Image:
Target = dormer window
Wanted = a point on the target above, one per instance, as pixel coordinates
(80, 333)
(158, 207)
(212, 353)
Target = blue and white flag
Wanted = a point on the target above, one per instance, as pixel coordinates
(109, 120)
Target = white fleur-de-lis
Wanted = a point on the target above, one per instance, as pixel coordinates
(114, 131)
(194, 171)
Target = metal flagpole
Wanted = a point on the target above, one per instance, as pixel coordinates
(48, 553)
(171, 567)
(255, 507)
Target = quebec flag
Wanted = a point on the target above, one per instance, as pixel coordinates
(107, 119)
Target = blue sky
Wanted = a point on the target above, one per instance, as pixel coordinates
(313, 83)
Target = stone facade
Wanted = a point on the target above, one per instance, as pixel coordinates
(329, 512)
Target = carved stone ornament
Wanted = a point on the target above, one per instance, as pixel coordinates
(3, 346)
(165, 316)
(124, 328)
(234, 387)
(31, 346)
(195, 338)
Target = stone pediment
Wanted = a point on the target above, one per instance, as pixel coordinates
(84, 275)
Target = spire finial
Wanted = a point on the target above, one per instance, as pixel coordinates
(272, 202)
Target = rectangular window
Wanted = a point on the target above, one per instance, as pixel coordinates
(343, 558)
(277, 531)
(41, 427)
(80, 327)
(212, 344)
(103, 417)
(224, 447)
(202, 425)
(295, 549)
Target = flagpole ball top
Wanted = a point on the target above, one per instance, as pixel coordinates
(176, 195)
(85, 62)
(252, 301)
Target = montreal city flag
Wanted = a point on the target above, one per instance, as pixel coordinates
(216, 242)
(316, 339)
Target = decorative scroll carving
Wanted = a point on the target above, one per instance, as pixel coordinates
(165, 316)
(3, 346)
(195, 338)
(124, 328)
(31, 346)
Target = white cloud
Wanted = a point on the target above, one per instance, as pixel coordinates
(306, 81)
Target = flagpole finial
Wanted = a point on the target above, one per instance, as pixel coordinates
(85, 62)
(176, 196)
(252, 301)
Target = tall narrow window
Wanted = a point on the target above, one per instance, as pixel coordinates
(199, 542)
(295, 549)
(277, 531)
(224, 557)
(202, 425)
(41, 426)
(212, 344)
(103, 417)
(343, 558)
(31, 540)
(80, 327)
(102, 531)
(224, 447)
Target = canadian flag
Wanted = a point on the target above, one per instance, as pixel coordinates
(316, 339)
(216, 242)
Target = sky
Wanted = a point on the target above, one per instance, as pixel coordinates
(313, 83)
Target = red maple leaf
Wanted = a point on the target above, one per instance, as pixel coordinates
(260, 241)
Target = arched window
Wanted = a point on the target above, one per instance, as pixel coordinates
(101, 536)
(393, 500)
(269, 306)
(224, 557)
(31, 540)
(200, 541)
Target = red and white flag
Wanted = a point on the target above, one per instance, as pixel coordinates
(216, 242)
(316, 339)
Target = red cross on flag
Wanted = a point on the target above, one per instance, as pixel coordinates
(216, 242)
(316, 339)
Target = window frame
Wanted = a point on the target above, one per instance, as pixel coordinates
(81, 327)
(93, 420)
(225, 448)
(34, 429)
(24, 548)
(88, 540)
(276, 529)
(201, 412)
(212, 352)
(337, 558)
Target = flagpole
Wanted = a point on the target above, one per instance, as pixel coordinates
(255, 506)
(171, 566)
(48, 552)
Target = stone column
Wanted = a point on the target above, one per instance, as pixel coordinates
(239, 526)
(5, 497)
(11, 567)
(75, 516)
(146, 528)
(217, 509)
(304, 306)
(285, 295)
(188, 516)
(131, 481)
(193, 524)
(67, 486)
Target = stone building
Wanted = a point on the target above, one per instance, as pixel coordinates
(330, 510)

════════════════

» **Task requirements**: Extract every line from the records above that contains the word "blue".

» **Answer to this problem**:
Target = blue and white flag
Target = blue sky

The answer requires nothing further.